■ Tarefas a resolver
• 1. Segundo a ficha do discurso sobre prevenção ao câncer de mama, quem foram os aparteantes?
• 2. Reproduza da ficha do discurso sobre prevenção ao câncer de mama o trecho que vai de "Nome completo: Íris" até "Botelho, Mão Santa.".

■ Trecho da página
__________
Discurso durante a 82ª Sessão Não Deliberativa, no Senado Federal

Necessidade de ampliação das campanhas institucionais de prevenção ao câncer de mama.

Autor
Íris de Araújo (PMDB - Movimento Democrático Brasileiro/GO)
Nome completo: Íris de Araújo Rezende Machado
Casa
Senado Federal
Tipo
Discurso
Resumo por assunto
SAUDE.:
  • Necessidade de ampliação das campanhas institucionais de prevenção ao câncer de mama.
Aparteantes
Augusto Botelho, Mão Santa.
Publicação
Publicação no DSF de 24/06/2003 - Página 15978
Assunto
Outros > SAUDE.
Indexação
  • COMENTARIO, DADOS, ORGANIZAÇÃO MUNDIAL DE SAUDE (OMS), DEMONSTRAÇÃO, GRAVIDADE, INCIDENCIA, CANCER, MULHER, AUMENTO, NUMERO, DOENTE, MUNDO, DIFICULDADE, DIAGNOSTICO, DOENÇA, INSUFICIENCIA, INFORMAÇÕES, PREVENÇÃO.
  • COMENTARIO, IMPORTANCIA, ORGANIZAÇÃO, CAMPANHA, CONSCIENTIZAÇÃO, NECESSIDADE, PREVENÇÃO, CANCER, MULHER, SOLICITAÇÃO, GOVERNO, FACILITAÇÃO, ACESSO, EXAME, AUMENTO, QUANTIDADE, EQUIPAMENTOS, CAPACIDADE, DESCOBERTA, DOENÇA.

A SRª IRIS DE ARAÚJO (PMDB - GO. Pronuncia o seguinte discurso. Sem revisão da oradora.) - Sr. Presidente, Sras e Srs. Senadores, antes de iniciar as minhas palavras sobre o tema a que me proponho neste dia, eu não poderia deixar de fazer uma referência neste momento às palavras do nobre Senador Mão Santa. V. Exª conseguiu transmitir, de certa forma, um pensamento que toda a Nação neste instante comunga, Senador Mão Santa. Temos visto, o Senador Paulo Paim, o Senador Sibá Machado e todos os Senadores aqui presentes, a presença do nosso Presidente, procurando em várias ocasiões, falando à Nação, transmitir a confiança de que um projeto que se estabeleceu no momento em que ele se elegeu Presidente da República vai se tornar realidade.
__________
■ Dados apresentados
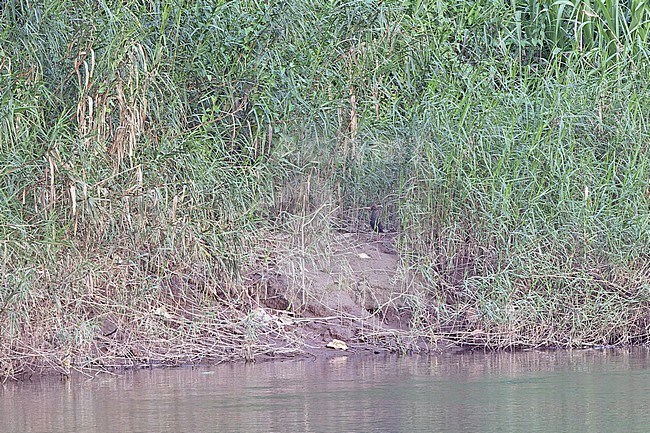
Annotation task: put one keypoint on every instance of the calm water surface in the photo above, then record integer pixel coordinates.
(596, 391)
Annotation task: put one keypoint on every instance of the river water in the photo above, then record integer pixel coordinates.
(559, 391)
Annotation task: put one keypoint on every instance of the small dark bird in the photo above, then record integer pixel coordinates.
(375, 223)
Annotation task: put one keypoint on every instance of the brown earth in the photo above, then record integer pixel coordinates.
(357, 296)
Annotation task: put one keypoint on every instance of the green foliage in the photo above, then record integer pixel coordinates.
(509, 138)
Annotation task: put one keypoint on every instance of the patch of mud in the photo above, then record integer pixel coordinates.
(355, 295)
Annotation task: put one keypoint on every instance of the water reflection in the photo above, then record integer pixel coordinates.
(469, 392)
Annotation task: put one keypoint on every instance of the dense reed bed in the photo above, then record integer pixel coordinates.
(157, 155)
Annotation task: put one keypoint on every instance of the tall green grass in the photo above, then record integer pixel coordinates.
(150, 148)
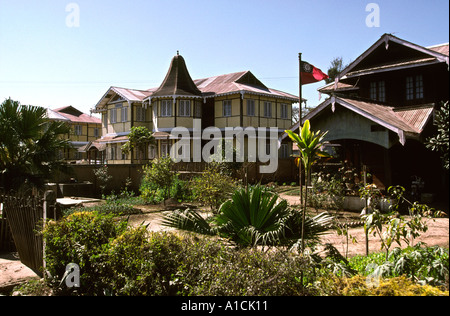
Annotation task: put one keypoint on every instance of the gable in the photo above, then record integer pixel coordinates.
(249, 79)
(389, 52)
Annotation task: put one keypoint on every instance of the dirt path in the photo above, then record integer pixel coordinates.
(13, 272)
(437, 234)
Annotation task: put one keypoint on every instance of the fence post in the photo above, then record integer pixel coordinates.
(49, 201)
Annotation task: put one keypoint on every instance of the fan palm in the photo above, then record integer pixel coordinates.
(309, 144)
(251, 217)
(30, 144)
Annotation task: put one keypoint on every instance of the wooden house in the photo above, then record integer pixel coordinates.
(230, 100)
(379, 112)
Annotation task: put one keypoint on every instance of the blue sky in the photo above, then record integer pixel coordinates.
(45, 62)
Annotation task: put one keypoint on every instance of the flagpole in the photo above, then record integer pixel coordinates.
(300, 124)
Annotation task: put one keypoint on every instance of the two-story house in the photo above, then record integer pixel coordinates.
(84, 130)
(224, 101)
(380, 111)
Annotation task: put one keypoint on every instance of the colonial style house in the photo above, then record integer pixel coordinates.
(380, 111)
(231, 100)
(85, 129)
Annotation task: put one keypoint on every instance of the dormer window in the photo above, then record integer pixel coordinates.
(414, 87)
(378, 91)
(184, 108)
(166, 108)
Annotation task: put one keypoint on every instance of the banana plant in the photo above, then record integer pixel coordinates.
(309, 144)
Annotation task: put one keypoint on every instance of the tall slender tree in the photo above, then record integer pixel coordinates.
(30, 145)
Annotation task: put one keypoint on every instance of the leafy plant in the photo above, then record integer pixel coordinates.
(214, 186)
(440, 142)
(139, 137)
(252, 217)
(157, 174)
(309, 144)
(30, 145)
(103, 178)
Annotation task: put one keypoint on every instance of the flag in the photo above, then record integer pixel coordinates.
(310, 74)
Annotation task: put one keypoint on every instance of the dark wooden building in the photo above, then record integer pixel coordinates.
(380, 111)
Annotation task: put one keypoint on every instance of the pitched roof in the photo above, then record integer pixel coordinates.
(392, 52)
(74, 115)
(243, 81)
(177, 81)
(402, 121)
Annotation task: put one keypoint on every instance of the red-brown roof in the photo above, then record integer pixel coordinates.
(76, 116)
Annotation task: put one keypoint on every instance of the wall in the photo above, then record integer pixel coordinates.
(287, 172)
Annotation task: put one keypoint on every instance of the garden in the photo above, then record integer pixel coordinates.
(223, 237)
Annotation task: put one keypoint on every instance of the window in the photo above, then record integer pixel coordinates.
(227, 108)
(419, 87)
(284, 111)
(165, 149)
(414, 87)
(373, 90)
(284, 151)
(183, 151)
(378, 91)
(78, 130)
(113, 116)
(151, 151)
(184, 108)
(166, 108)
(140, 114)
(197, 109)
(251, 107)
(124, 114)
(267, 109)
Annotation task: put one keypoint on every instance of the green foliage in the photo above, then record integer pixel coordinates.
(118, 260)
(309, 143)
(358, 286)
(214, 186)
(138, 137)
(253, 217)
(103, 177)
(440, 142)
(157, 175)
(392, 227)
(30, 145)
(80, 238)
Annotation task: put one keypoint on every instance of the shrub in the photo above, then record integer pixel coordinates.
(213, 187)
(80, 238)
(362, 286)
(157, 179)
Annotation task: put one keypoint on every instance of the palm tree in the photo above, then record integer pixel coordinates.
(309, 144)
(251, 217)
(30, 145)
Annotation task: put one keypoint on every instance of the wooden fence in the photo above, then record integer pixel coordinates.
(25, 217)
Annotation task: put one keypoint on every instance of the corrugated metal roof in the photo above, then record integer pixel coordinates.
(441, 49)
(76, 116)
(416, 116)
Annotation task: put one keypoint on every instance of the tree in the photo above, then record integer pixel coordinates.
(159, 173)
(253, 217)
(138, 138)
(309, 143)
(30, 145)
(335, 69)
(440, 142)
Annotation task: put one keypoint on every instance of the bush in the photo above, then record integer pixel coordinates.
(362, 286)
(81, 238)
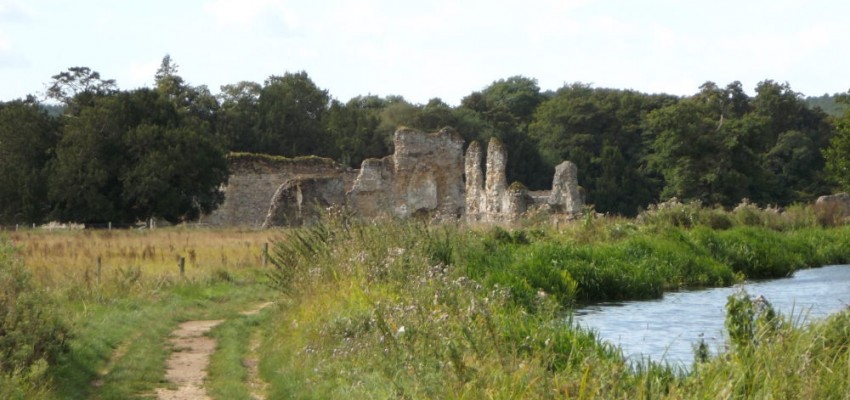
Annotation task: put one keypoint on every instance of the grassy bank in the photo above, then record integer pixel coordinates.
(404, 309)
(118, 295)
(413, 310)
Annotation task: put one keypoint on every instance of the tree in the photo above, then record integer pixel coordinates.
(837, 155)
(78, 86)
(291, 109)
(135, 155)
(27, 139)
(789, 141)
(354, 129)
(601, 131)
(239, 115)
(702, 146)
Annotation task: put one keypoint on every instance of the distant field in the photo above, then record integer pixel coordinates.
(60, 258)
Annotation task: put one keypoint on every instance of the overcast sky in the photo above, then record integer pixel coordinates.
(426, 49)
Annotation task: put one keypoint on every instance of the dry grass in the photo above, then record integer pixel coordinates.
(61, 259)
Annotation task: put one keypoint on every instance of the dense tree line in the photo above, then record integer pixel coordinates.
(112, 155)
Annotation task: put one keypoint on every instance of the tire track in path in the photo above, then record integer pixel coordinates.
(187, 366)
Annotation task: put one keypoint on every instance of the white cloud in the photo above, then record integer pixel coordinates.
(139, 73)
(248, 13)
(11, 10)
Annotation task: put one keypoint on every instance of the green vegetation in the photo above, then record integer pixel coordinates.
(409, 309)
(401, 309)
(123, 156)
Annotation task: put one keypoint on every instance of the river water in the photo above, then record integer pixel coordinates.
(666, 329)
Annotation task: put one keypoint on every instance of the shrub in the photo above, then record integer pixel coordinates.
(31, 334)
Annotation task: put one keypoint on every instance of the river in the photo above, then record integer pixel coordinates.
(666, 329)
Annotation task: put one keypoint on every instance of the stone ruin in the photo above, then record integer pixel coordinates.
(426, 176)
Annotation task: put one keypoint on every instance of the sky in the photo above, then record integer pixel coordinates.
(424, 49)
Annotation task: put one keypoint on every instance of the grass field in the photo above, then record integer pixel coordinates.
(407, 309)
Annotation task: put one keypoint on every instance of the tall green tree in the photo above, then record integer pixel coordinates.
(504, 110)
(78, 87)
(790, 137)
(135, 155)
(602, 132)
(354, 129)
(700, 148)
(837, 154)
(28, 136)
(291, 109)
(239, 116)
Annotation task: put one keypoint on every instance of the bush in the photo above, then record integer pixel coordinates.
(31, 333)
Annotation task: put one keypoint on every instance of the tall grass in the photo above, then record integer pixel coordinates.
(412, 310)
(106, 264)
(118, 316)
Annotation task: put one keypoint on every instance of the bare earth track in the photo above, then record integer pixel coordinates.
(187, 366)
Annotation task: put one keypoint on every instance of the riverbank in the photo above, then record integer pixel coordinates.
(402, 309)
(415, 310)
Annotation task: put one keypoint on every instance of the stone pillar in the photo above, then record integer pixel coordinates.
(566, 196)
(495, 183)
(474, 180)
(515, 202)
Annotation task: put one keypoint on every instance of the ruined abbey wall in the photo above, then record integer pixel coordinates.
(427, 176)
(254, 180)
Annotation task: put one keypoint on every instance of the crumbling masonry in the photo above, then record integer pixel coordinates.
(426, 176)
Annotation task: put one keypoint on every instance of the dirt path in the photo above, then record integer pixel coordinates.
(187, 366)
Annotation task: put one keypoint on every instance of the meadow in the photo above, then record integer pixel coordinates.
(411, 309)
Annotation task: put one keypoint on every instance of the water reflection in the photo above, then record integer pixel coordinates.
__________
■ Respostas em ordem
• 1. Augusto Botelho e Mão Santa.

• 2.
Nome completo: Íris de Araújo Rezende Machado
Casa
Senado Federal
Tipo
Discurso
Resumo por assunto
SAUDE.:
  • Necessidade de ampliação das campanhas institucionais de prevenção ao câncer de mama.
Aparteantes
Augusto Botelho, Mão Santa.